»»

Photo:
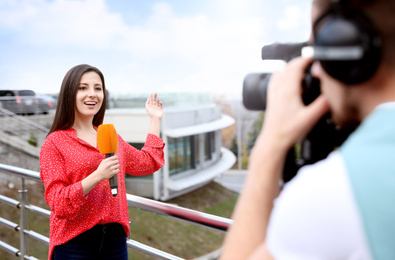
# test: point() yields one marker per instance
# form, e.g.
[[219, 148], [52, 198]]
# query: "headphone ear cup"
[[344, 29]]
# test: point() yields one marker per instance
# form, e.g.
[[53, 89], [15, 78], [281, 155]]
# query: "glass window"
[[181, 154], [209, 145]]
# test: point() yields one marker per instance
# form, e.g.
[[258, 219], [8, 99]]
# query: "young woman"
[[87, 221]]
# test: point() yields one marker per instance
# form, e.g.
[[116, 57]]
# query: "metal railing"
[[160, 208], [14, 128]]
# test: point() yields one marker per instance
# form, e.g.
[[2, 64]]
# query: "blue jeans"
[[102, 242]]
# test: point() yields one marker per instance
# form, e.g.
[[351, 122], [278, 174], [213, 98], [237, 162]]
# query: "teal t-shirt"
[[369, 157]]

««

**WHAT THE TASK REQUIRES:** Everything from the line containing "[[219, 148], [52, 198]]" to the last line of the material above must be copied exactly, and only that.

**SOLUTION TO THIS TASK:**
[[219, 148], [52, 198]]
# query: "headphone ear cup"
[[344, 29]]
# test: point() yields one marker per instance
# form, e.g.
[[53, 89], [15, 78], [281, 155]]
# query: "glass window"
[[181, 154], [209, 145]]
# test: point() yields one marker per instance
# form, e.g.
[[258, 219], [8, 99]]
# query: "young woman"
[[87, 221]]
# test: point() yields one marker per instance
# form, e.g.
[[116, 57]]
# query: "metal railing"
[[160, 208], [14, 128]]
# test: point() yields one marker per instance
# form, e.g.
[[2, 64]]
# query: "blue jeans"
[[102, 242]]
# test: point() yields one marker per instance
# form, e.g.
[[351, 122], [278, 174], [213, 98], [237, 162]]
# query: "teal t-shirt"
[[369, 157]]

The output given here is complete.